*Task requirements*
Locate each line in the records below that contains the word "above", and copy those lines.

*Exercise material*

************

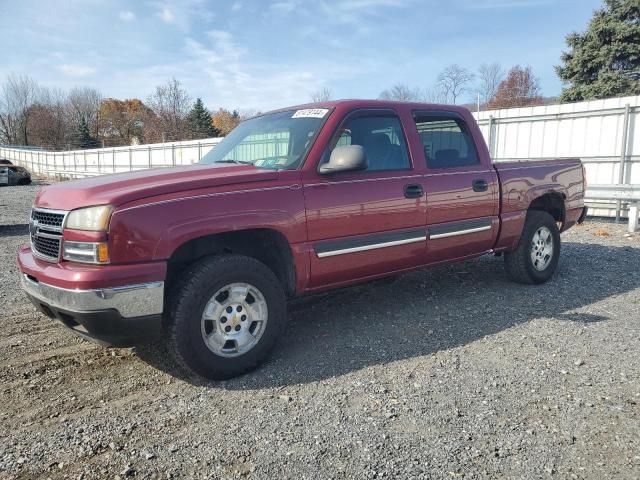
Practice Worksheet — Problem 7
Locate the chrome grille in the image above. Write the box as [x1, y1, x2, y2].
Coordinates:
[29, 208, 67, 262]
[32, 234, 60, 260]
[31, 209, 65, 229]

************

*Finished exercise*
Locate the chrome grille in the image above. Write the box as [x1, y1, x2, y2].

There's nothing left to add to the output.